> To-do list:
**a.** Write out the portion of the passage on self-publishing starting at "But what really" and ending at "a traditional publisher.".
**b.** Put the lines of the records starting at the line that contains "of the calm" and ending at the line that contains "x=400 y=370" into a numbered list, leaving out any blank lines.

> Source text:
================
But what really struck me was a theme that came up in the comments on the post.

The discussion turned, as it so often does, to self-publishing. Now, I have nothing against self-publishing — in fact, for the right kind of person, it can be the best choice (Robert Swartwood is a great example of a good fit for self-publishing; he’s confident, a strong self-promoter, willing to invest the necessary time and money for a quality finished product, and with a degree of notability from his work with hint fiction that makes him stand out). But self-publishing is a choice, and frankly, if you choose to go that route, you don’t get to moan about the downside of it, just as you don’t get to moan about not keeping all of the profits when you go with a traditional publisher.

On the subject of editorial and proofreading assistance, one commenter noted, “Many of us don’t have the money to hire someone to help us, so what should we do?” and suggested critique partners as a solution. Another commenter responded in agreement, adding that “many of us can’t afford big time editors”.

Ah, but if you want to keep all of the profits, you have to make all of the investment up front, and that includes any editorial services you might need, not to mention good quality original cover art, exterior and interior layout, proofreading, marketing expenses, review copies… all the things publishers take care of at no cost or risk to you, because it’s a publisher’s job to take on that risk and expense. It’s very nice if you can persuade people to do these things for free or at cost when you choose to self-publish, but it’s a bit rich coming from proponents of Yog’s Law — if money should flow toward the writer, why should the graphic designer, illustrator, editor, proofreader and promoter work for free?
================
> Supplied information:
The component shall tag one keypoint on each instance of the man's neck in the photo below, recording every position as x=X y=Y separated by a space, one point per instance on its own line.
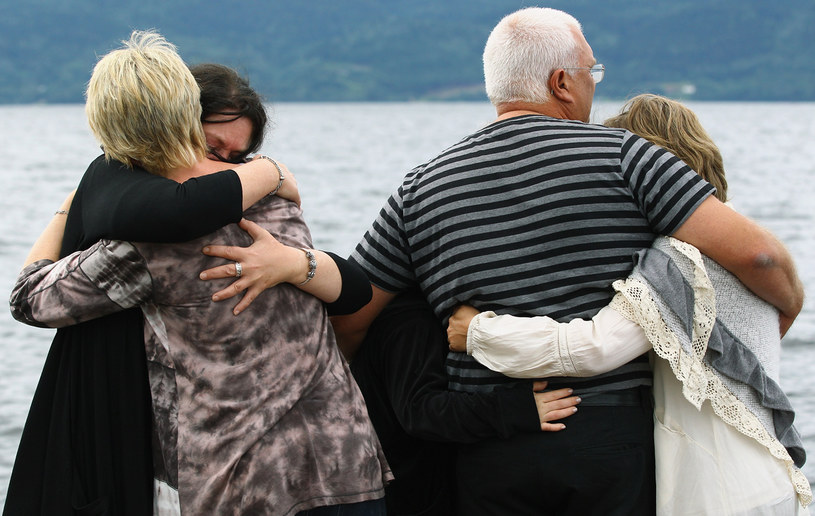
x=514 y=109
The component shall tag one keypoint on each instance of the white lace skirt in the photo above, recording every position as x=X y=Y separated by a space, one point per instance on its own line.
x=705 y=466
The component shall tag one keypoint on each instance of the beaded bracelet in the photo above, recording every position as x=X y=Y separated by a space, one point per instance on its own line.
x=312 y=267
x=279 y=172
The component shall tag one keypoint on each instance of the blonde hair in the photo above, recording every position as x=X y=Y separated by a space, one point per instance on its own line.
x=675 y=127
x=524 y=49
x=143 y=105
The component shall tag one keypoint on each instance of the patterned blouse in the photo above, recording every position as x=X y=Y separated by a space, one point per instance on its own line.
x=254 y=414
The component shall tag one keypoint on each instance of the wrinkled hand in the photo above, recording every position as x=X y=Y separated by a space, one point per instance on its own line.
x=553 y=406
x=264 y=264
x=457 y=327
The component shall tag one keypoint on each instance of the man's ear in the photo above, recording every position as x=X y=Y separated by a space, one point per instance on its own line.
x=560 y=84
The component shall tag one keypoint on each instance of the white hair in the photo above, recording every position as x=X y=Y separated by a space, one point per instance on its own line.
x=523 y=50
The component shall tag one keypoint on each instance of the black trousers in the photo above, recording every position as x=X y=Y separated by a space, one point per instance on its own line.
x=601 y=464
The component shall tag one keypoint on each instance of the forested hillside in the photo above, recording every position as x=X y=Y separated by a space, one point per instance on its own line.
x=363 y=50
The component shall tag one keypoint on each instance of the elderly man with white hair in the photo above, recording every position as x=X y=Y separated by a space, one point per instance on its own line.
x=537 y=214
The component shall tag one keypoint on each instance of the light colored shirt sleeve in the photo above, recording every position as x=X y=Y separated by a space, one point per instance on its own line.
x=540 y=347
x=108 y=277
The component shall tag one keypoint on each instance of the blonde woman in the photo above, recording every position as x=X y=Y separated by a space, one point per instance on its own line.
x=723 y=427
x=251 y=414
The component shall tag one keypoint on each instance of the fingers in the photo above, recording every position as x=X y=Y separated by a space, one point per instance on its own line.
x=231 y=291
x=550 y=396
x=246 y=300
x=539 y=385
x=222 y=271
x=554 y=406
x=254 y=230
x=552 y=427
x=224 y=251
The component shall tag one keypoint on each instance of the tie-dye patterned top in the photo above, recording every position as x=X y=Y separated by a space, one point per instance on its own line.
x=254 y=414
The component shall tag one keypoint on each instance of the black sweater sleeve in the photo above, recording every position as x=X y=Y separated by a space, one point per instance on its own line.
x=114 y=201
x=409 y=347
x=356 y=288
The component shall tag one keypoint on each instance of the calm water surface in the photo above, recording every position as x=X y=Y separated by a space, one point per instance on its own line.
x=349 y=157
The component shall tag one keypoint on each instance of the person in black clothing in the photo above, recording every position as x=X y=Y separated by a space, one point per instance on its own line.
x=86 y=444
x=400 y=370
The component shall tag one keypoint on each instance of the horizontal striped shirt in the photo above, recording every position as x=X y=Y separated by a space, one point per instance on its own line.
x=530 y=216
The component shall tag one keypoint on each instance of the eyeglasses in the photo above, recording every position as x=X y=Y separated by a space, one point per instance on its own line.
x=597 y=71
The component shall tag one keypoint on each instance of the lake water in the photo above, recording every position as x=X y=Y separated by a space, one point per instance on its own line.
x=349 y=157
================
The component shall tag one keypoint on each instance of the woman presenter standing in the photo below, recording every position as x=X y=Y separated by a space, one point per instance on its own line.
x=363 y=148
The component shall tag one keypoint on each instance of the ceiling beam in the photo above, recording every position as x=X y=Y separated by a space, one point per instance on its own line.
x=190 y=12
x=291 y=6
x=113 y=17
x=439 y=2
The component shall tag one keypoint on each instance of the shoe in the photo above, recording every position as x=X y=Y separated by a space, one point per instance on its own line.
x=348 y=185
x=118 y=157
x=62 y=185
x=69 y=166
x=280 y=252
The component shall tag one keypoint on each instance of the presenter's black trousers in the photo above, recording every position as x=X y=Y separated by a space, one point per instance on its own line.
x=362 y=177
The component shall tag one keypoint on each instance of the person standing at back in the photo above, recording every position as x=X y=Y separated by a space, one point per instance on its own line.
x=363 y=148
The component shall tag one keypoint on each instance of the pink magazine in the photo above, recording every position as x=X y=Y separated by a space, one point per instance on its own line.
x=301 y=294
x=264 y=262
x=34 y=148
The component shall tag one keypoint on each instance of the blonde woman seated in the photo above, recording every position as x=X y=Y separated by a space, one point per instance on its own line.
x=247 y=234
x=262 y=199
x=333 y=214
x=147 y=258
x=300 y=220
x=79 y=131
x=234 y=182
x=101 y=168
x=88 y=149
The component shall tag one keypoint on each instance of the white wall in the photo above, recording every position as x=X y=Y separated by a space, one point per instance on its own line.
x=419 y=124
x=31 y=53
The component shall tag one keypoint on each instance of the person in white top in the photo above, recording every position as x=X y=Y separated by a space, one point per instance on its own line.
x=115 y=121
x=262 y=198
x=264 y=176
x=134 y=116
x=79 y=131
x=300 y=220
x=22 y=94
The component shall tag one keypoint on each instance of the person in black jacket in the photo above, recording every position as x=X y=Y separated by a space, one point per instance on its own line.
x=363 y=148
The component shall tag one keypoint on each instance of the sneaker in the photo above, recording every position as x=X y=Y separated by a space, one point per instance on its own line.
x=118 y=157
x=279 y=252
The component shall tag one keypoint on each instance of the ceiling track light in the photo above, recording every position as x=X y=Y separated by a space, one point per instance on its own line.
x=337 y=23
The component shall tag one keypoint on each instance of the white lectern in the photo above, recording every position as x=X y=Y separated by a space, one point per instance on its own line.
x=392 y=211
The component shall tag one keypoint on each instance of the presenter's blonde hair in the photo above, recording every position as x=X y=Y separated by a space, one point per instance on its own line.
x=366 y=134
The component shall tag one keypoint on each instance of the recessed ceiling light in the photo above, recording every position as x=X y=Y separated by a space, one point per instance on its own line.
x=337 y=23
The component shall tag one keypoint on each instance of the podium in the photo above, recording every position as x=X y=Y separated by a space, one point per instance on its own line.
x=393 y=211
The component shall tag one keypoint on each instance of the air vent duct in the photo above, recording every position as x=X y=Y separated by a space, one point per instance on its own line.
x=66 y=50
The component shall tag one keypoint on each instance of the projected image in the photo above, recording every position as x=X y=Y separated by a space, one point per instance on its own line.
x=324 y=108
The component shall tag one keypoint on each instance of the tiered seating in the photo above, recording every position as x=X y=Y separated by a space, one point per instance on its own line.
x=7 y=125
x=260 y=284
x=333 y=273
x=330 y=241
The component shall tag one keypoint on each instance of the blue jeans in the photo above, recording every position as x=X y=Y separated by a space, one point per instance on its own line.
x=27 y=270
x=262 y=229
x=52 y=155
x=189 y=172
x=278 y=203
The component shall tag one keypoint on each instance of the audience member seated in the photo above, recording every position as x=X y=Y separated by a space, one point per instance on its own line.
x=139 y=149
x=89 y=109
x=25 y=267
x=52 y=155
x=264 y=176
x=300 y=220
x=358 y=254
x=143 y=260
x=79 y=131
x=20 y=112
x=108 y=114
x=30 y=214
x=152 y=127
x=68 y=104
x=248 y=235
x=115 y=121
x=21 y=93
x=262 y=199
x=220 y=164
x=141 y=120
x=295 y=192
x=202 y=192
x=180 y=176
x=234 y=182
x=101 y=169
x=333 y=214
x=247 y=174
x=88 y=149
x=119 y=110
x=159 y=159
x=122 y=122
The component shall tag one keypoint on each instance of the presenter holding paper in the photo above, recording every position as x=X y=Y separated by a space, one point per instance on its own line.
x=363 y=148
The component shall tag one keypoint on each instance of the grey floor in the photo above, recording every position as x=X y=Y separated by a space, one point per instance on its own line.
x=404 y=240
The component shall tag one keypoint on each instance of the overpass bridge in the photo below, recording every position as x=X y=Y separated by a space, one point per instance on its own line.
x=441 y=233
================
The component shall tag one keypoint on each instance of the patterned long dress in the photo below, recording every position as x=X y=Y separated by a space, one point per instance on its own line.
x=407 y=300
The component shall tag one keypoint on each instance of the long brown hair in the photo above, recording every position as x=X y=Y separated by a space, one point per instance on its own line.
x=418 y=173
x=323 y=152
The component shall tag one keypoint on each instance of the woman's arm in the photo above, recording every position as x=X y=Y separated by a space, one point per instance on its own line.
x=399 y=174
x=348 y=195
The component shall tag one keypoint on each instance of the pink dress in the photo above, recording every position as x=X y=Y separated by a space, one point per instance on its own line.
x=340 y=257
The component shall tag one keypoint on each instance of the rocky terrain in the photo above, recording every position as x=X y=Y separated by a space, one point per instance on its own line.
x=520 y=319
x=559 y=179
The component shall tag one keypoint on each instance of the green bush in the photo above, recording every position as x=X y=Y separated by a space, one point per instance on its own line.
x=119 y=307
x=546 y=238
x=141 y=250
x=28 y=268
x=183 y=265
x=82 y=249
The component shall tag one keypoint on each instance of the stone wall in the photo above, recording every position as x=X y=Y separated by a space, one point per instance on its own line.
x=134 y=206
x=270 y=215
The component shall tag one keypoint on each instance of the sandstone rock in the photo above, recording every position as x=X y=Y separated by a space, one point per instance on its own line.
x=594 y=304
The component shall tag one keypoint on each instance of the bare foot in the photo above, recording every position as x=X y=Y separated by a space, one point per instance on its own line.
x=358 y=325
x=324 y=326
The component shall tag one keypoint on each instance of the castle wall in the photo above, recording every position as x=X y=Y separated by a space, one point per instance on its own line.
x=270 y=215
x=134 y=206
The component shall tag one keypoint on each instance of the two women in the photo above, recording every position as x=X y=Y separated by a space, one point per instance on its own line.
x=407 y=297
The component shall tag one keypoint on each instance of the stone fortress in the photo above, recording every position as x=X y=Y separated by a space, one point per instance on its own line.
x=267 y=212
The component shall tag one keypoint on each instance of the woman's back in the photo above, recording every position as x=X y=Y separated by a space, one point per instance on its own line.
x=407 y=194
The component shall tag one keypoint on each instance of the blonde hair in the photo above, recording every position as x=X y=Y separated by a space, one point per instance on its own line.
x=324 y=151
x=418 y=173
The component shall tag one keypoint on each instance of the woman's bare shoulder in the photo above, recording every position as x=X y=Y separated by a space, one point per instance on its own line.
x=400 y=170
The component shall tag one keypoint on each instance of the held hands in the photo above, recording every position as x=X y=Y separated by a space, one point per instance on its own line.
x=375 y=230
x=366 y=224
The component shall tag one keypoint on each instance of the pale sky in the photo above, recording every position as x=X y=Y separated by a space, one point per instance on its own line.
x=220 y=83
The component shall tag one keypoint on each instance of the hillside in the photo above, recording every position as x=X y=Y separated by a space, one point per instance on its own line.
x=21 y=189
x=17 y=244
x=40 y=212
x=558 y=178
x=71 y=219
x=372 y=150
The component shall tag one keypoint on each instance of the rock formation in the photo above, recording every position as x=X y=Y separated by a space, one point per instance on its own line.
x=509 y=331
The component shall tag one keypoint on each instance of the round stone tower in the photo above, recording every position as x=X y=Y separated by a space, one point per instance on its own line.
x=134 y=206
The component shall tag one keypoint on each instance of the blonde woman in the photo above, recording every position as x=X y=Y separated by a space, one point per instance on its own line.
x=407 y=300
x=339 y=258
================
> Outputs:
**a.**
But what really struck me was a theme that came up in the comments on the post.

The discussion turned, as it so often does, to self-publishing. Now, I have nothing against self-publishing — in fact, for the right kind of person, it can be the best choice (Robert Swartwood is a great example of a good fit for self-publishing; he’s confident, a strong self-promoter, willing to invest the necessary time and money for a quality finished product, and with a degree of notability from his work with hint fiction that makes him stand out). But self-publishing is a choice, and frankly, if you choose to go that route, you don’t get to moan about the downside of it, just as you don’t get to moan about not keeping all of the profits when you go with a traditional publisher.

**b.**
1. The component shall tag one keypoint on each instance of the calm water surface in the photo above, recording every position as x=X y=Y separated by a space, one point per instance on its own line.
2. x=349 y=157
3. The component shall tag one keypoint on each instance of the person in black clothing in the photo above, recording every position as x=X y=Y separated by a space, one point per instance on its own line.
4. x=86 y=444
5. x=400 y=370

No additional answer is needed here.